§ **Point annotation dataset records**:
[Begin]
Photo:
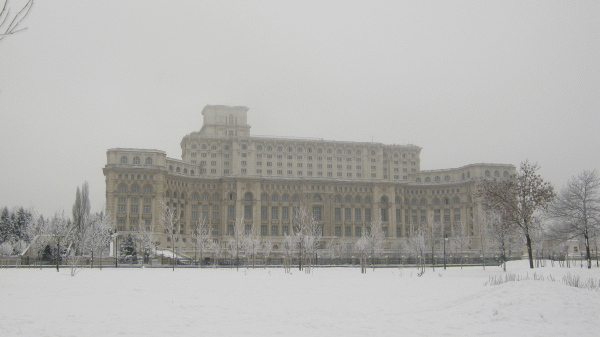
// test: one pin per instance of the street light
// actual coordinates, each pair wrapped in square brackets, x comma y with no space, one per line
[445,239]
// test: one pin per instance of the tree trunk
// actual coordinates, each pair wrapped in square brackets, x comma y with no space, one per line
[528,241]
[587,251]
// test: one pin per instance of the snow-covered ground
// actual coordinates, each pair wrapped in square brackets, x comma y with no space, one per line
[269,302]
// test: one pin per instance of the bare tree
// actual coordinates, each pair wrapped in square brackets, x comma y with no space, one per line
[461,241]
[288,251]
[201,237]
[267,248]
[170,220]
[375,238]
[98,234]
[251,244]
[518,199]
[417,243]
[576,209]
[235,240]
[307,235]
[37,234]
[9,23]
[431,229]
[61,229]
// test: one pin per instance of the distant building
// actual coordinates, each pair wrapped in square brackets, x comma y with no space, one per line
[225,174]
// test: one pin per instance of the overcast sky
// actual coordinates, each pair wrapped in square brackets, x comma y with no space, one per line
[468,81]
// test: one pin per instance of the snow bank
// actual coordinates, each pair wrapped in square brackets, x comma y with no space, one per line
[267,302]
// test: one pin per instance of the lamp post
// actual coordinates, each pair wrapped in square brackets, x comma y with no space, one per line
[445,239]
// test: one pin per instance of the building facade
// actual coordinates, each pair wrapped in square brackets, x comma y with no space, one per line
[226,174]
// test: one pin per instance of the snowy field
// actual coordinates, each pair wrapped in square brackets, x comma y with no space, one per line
[269,302]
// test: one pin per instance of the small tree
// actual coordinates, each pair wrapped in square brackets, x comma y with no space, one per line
[61,229]
[201,237]
[170,220]
[518,199]
[235,240]
[576,210]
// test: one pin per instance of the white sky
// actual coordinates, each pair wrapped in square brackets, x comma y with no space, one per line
[468,81]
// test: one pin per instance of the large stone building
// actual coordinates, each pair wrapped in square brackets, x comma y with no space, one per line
[225,174]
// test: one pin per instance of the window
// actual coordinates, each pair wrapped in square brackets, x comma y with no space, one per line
[263,213]
[317,213]
[285,213]
[357,214]
[347,214]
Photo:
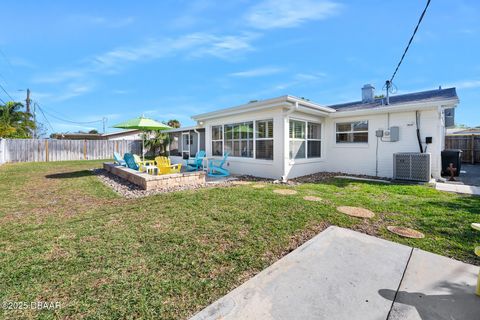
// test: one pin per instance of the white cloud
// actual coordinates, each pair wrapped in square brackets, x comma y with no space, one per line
[108,22]
[466,84]
[271,14]
[258,72]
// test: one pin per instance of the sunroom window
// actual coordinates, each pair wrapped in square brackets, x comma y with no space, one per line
[352,132]
[305,139]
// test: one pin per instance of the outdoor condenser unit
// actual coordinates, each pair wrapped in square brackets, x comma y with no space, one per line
[412,166]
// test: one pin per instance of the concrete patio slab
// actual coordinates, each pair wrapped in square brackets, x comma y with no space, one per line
[335,275]
[436,288]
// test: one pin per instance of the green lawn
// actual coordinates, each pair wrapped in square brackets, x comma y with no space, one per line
[66,237]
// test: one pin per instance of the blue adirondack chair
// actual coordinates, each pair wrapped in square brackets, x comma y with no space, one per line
[196,163]
[216,169]
[118,159]
[130,161]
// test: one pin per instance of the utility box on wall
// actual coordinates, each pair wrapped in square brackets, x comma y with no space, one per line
[392,134]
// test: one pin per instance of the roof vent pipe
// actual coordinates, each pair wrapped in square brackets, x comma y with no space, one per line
[368,93]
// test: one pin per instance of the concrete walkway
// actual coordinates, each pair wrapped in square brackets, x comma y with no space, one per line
[343,274]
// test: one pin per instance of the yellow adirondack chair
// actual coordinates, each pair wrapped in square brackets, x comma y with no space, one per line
[142,164]
[165,167]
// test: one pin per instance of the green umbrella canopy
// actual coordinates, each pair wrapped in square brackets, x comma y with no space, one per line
[142,123]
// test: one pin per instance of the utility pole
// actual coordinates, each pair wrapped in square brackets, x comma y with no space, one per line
[27,105]
[34,120]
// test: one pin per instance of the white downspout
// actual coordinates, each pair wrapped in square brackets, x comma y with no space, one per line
[286,123]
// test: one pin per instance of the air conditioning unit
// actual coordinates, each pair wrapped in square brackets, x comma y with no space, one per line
[412,166]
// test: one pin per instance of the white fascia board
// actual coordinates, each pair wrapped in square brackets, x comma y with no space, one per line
[254,106]
[285,101]
[450,103]
[310,104]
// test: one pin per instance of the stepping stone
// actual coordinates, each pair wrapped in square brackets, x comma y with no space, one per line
[312,198]
[286,192]
[240,183]
[406,232]
[356,212]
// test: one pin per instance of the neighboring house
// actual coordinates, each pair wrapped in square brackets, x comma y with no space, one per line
[287,137]
[119,135]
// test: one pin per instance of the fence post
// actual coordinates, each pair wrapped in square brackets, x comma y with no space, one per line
[2,150]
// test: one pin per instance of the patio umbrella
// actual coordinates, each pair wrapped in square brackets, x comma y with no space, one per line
[144,124]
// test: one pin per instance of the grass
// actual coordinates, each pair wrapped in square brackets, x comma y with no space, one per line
[66,237]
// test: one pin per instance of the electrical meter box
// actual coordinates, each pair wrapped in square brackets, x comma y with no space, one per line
[392,134]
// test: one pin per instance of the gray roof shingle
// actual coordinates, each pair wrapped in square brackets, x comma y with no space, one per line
[420,97]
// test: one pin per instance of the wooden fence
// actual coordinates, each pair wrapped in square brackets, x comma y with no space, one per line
[35,150]
[469,144]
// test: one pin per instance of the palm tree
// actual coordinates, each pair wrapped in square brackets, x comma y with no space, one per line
[15,123]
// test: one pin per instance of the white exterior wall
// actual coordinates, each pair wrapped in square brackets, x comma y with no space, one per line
[353,158]
[360,158]
[256,167]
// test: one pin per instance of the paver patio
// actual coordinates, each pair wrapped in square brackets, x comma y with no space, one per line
[343,274]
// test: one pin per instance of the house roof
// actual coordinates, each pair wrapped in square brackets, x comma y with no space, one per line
[400,102]
[286,100]
[409,98]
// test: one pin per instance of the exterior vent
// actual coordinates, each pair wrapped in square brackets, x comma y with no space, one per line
[412,166]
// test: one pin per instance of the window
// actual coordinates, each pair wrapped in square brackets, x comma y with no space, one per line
[End]
§ **GIVEN INSTRUCTION**: Go back to the records above and write them out exactly, without the pictures.

§ **RESPONSE TO THE EXERCISE**:
Photo:
// test: one pin per instance of the street light
// actual coordinates, each pair wrapped in square brackets, x comma y with no space, one per line
[445,239]
// test: one pin per instance of the tree trunk
// actual coordinates, each pair wrapped in square brackets, x comma y with no space, one per line
[528,241]
[587,251]
// test: one pin per instance of the snow-covered ground
// actual coordinates, each pair wrapped in square brackets, x comma y with no space, one per line
[269,302]
// test: one pin per instance of the bare tree
// actual coordinates, each pair wrapped in square brackets, x comma y with no space, one per line
[461,241]
[288,251]
[201,237]
[267,248]
[170,220]
[375,238]
[98,234]
[251,244]
[518,199]
[417,243]
[576,209]
[235,240]
[307,235]
[37,234]
[9,23]
[431,229]
[61,229]
// test: one pin per instance of the distant building
// actual coordinates, each pair wrapped in square brackets, x comma y with no space, one per line
[225,174]
// test: one pin per instance of the overcast sky
// actual coordinates, each pair wrapped in square brackets, x comma y with no space, one per line
[468,81]
// test: one pin per instance of the snow bank
// actual coordinates, each pair wrapped in square brackets, x comma y with no space, one per line
[267,302]
// test: one pin per instance of the lamp post
// actual coordinates, each pair wrapped in square brackets, x comma y with no space, one per line
[445,239]
// test: one pin per instance of the building facade
// actual coordinates, each pair wrapped in square brackets, x comma y with no space, one per line
[226,174]
// test: one pin per instance of the snowy field
// actual coordinates, each pair wrapped in square brackets, x comma y with no space, one per line
[269,302]
// test: one pin per instance of the small tree
// actual coordinates, each pair wrapped in square brackets, x comma y with no space, one per line
[61,229]
[201,237]
[170,220]
[518,199]
[235,240]
[576,210]
// test: one pin per instance of the white sky
// actual coordinates, each pair wrapped in square brackets, x comma y with no space, one per line
[468,81]
// test: one pin per instance of the large stone building
// actual coordinates, each pair wrapped in square brackets, x comma y with no space, one per line
[225,174]
// test: one pin per instance of the window
// actual coordinates, each pair wrapped in square brackets, x comma y with no space, one per line
[263,213]
[317,213]
[285,213]
[357,214]
[347,214]
Photo:
// test: one pin per instance of the white cloud
// actual coordinates, each pair wrapped in square brackets, x comma y with no space, one per line
[108,22]
[466,84]
[271,14]
[258,72]
// test: one pin per instance of the sunroom window
// actual coordinates, each pair wrapped in square brackets, x comma y with no space, one per line
[352,132]
[305,139]
// test: one pin per instance of the outdoor condenser unit
// actual coordinates, each pair wrapped in square brackets, x comma y with no space, one per line
[412,166]
// test: one pin per instance of the concrete patio slab
// actual coordinates, each pair wrapped in square brackets, x comma y with no space, one per line
[335,275]
[436,288]
// test: one pin per instance of the green lawn
// actual coordinates, each pair wrapped in square brackets, x comma y with no space, one per line
[66,237]
// test: one pin per instance of the blue adirondack chair
// actual coordinates, each pair wrapped in square brackets, x comma y with no space, one per line
[196,163]
[216,169]
[118,159]
[130,161]
// test: one pin per instance of the utility box on wall
// actual coordinates, each pair wrapped in square brackets, x comma y with no space, one per line
[392,134]
// test: one pin per instance of the roof vent pipe
// actual coordinates, each pair wrapped in square brackets, x comma y with no space, one per line
[368,93]
// test: one pin per instance of the concrete walkway
// actual coordinates, each pair wrapped in square brackets, x comma y with no space, one per line
[343,274]
// test: one pin per instance of the yellow adirondack chair
// actual coordinates, each pair wrapped in square brackets, x comma y with no space, one per line
[142,164]
[165,167]
// test: one pin per instance of the green umbrella canopy
// actual coordinates, each pair wrapped in square brackets, x comma y with no space, one per line
[142,123]
// test: one pin per instance of the utility pole
// actual coordinates, each pair wrapped in square brackets, x comma y with no space, one per line
[27,105]
[34,120]
// test: one pin per instance of the white downspout
// actual coordinates, each pair wrapped in square brackets, x comma y with no space, one per line
[286,123]
// test: one pin per instance of the air conditioning unit
// actual coordinates, each pair wrapped in square brackets, x comma y with no space, one per line
[412,166]
// test: one pin per instance of the white fascia board
// actual coordinates, each pair wrapped in square brackets, x comma y with no space, one per line
[254,106]
[285,101]
[450,103]
[310,104]
// test: one pin per instance of the stepping stone
// actual coordinates, each pair wrapped in square brackets, x comma y with no space, one per line
[312,198]
[286,192]
[240,183]
[406,232]
[356,212]
// test: one pin per instance of the neighboring house
// actual coordinates, each pair wrapped in square brackets, x comma y with no space, one per line
[287,137]
[119,135]
// test: one pin per instance of the fence post
// actual coordinates, each pair wrapped in square brackets, x comma y with no space, one per line
[2,150]
// test: one pin per instance of the patio umbrella
// actual coordinates, each pair wrapped in square brackets, x comma y with no space, one per line
[144,124]
// test: one pin per instance of the grass
// actual coordinates, each pair wrapped in square brackets, x comma y with no space, one per line
[66,237]
// test: one pin per instance of the electrical meter box
// actual coordinates, each pair wrapped in square brackets, x comma y with no space, one per line
[392,134]
// test: one pin per instance of the gray roof shingle
// actual coordinates, each pair wrapped in square brackets, x comma y with no space, one per line
[420,97]
// test: one pin per instance of the wooden fence
// actual coordinates, each pair wrapped in square brackets, x comma y with no space, one per line
[35,150]
[469,144]
// test: one pin per instance of the palm tree
// actual coordinates, each pair wrapped in square brackets, x comma y with no space, one per line
[15,123]
// test: one pin per instance of the white exterior wall
// actual coordinates, each pair wrapped in square brackets, x comma y with no space, one per line
[353,158]
[360,158]
[256,167]
// test: one pin per instance of the paver patio
// actual coordinates, each pair wrapped in square brackets, x comma y with no space, one per line
[343,274]
// test: one pin per instance of the house roof
// actual coordinates, each pair wrapped in square brackets, x comma y with no space, one per line
[400,102]
[286,100]
[409,98]
// test: one pin per instance of the exterior vent
// actual coordinates, each pair wrapped in square brackets, x comma y with no space, one per line
[412,166]
// test: one pin per instance of the window
// actual coordinates, each pair wrapped in square brackets, x comma y with no space, one per line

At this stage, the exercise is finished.